__Records for the task__.
[Begin]

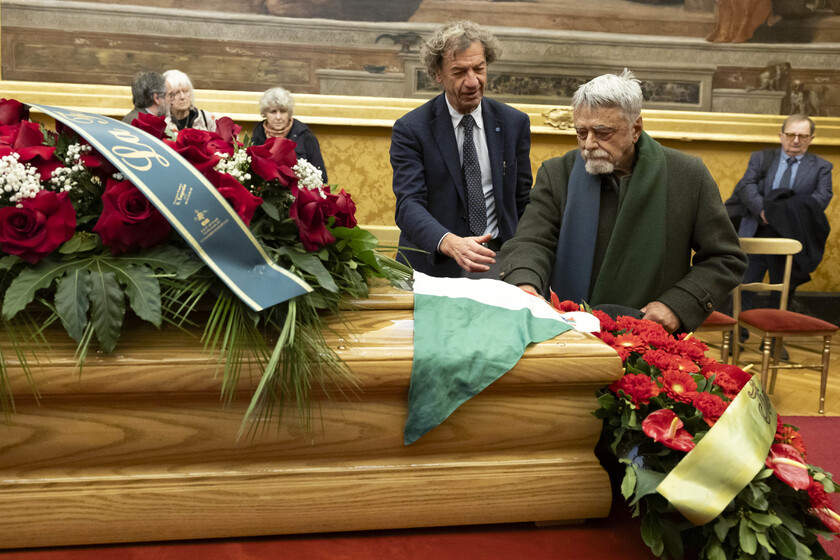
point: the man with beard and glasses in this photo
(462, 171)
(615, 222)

[End]
[Begin]

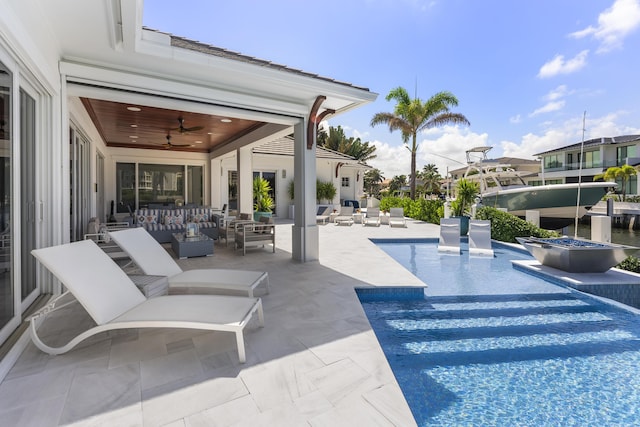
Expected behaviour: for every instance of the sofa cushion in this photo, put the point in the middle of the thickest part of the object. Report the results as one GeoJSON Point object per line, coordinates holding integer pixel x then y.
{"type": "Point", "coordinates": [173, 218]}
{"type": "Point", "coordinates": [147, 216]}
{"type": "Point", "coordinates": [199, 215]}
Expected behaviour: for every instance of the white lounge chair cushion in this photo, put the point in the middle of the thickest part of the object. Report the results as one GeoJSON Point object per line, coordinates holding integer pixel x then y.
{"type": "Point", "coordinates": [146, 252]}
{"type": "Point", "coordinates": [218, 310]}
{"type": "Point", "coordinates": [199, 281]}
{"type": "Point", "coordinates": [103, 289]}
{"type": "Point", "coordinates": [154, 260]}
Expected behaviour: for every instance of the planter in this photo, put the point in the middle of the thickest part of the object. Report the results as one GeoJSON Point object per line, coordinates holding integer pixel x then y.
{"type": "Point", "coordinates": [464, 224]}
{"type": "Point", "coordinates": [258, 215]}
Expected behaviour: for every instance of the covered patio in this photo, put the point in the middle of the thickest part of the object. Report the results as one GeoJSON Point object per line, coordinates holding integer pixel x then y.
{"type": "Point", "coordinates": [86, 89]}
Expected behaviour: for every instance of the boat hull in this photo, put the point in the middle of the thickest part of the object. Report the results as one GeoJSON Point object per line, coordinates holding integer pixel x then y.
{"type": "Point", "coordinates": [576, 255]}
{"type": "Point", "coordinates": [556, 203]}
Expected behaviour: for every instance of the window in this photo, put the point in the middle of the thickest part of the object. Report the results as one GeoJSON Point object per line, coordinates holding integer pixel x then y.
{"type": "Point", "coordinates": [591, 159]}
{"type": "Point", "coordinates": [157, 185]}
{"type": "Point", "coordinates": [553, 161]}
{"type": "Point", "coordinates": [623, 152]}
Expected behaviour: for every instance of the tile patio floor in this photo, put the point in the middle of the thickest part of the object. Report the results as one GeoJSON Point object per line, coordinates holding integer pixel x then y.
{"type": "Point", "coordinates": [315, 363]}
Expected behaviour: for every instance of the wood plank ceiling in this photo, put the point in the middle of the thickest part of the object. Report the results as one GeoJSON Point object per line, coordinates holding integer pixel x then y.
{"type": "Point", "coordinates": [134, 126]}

[End]

Copy every line of the data above that contains the word "lounge", treating uppercase and lowercase as distinct.

__Result for this exercise__.
Expected behaviour: for every instance of the white lounge chair cushion in this photo, put the point in the middle of the thickest part of the object. Report the results as one GeoJSON Point object per line, coordinates holding integer pixel x then y.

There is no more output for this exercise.